下のデータで、「of the field」が入っている行から「of the foliage」が入っている行まで（どちらの行も含む）を、空行を抜いて番号付きリストに直してください。

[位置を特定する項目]
........
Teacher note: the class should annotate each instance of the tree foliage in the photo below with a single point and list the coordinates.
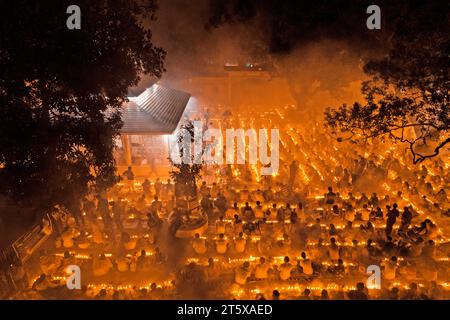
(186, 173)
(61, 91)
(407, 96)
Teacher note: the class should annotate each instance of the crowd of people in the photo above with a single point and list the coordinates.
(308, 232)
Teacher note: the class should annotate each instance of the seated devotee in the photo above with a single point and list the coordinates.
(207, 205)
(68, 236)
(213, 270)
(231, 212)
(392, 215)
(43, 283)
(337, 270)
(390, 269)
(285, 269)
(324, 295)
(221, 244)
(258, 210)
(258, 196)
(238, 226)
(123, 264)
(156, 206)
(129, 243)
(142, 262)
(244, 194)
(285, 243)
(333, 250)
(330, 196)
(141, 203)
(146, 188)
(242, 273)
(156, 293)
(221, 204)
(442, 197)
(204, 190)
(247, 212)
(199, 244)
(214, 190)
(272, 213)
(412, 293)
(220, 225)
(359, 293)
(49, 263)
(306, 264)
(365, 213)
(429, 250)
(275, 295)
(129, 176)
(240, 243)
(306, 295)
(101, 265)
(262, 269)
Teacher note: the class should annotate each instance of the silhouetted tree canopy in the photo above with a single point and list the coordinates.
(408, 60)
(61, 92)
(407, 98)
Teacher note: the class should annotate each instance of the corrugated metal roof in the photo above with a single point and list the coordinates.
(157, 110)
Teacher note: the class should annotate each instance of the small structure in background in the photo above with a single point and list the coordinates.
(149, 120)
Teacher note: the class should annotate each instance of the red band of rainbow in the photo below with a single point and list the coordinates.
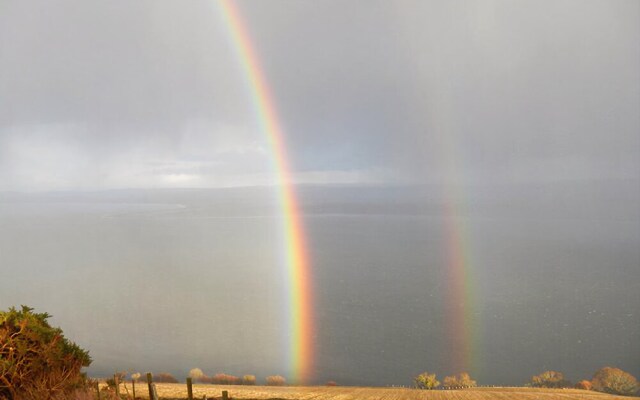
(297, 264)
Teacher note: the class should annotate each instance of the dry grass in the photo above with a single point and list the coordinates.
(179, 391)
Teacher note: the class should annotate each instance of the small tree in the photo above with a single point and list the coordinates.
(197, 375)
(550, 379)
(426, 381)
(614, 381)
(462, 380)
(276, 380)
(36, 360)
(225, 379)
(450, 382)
........
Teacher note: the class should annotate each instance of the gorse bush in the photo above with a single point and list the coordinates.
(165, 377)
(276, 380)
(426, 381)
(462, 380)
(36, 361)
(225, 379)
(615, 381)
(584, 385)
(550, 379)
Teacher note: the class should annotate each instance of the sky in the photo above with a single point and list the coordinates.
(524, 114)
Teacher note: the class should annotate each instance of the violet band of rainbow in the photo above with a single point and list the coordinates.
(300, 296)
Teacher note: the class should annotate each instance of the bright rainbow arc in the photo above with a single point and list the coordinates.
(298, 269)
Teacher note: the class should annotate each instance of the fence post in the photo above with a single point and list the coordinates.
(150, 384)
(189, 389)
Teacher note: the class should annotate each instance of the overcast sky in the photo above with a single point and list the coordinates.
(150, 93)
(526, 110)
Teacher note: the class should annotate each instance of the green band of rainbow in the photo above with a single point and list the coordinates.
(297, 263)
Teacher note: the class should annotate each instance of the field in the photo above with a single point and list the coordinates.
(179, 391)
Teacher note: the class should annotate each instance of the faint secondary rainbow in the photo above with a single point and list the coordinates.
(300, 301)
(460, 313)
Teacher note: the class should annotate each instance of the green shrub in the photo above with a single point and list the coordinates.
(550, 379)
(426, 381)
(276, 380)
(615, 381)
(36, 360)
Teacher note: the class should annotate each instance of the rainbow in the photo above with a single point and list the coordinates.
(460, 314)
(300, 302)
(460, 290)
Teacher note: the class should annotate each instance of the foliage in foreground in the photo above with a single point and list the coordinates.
........
この問題の答え:
1. Teacher note: the class should annotate each instance of the field in the photo above with a single point and list the coordinates.
2. (179, 391)
3. Teacher note: the class should annotate each instance of the faint secondary rainbow in the photo above with a single point and list the coordinates.
4. (300, 301)
5. (460, 313)
6. Teacher note: the class should annotate each instance of the green shrub in the photo above with a single point and list the coordinates.
7. (550, 379)
8. (426, 381)
9. (276, 380)
10. (615, 381)
11. (36, 360)
12. Teacher note: the class should annotate each instance of the rainbow in the photo above with a single point and list the coordinates.
13. (460, 314)
14. (300, 302)
15. (460, 290)
16. Teacher note: the class should annotate each instance of the foliage in foreground in the photo above with a single point and list the coordinates.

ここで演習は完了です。